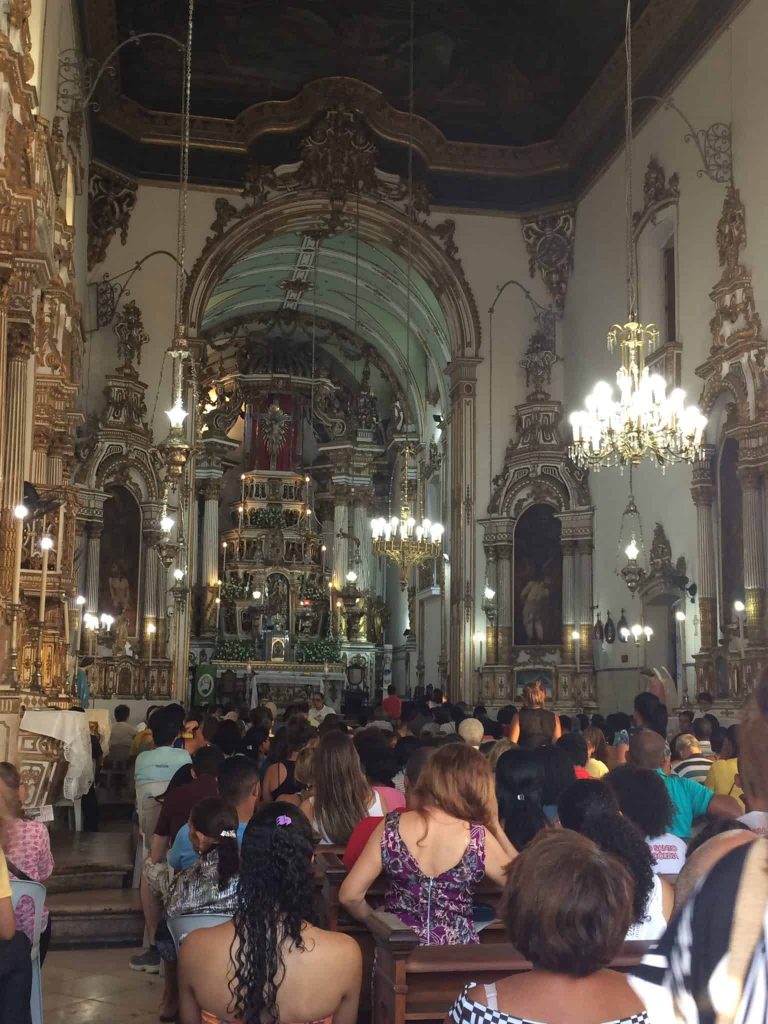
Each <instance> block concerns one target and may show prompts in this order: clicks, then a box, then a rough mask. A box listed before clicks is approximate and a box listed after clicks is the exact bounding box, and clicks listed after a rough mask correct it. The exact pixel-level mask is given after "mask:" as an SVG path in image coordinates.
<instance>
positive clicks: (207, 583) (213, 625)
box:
+--
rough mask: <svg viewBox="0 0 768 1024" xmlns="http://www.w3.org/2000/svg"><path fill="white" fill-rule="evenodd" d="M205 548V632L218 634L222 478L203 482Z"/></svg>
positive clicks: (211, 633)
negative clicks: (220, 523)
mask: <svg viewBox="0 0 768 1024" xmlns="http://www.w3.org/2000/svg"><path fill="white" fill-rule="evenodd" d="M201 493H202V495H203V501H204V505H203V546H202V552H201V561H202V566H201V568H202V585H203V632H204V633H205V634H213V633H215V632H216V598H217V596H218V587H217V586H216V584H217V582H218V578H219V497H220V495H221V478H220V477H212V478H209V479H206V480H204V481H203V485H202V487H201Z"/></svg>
+--
Action item -
Return, from the data, each line that has the word "rough" in it.

Answer to this task -
Each <instance> block concerns one target and may show prompts in this order: clicks, then a box, then a rough mask. A box listed before clicks is approximate and a box listed after clicks is the exact bounding box, and clicks listed after a rough mask correct it. The exact pixel-level mask is given after "mask:" as an SVG path in image coordinates.
rough mask: <svg viewBox="0 0 768 1024" xmlns="http://www.w3.org/2000/svg"><path fill="white" fill-rule="evenodd" d="M205 548V632L218 634L222 478L203 482Z"/></svg>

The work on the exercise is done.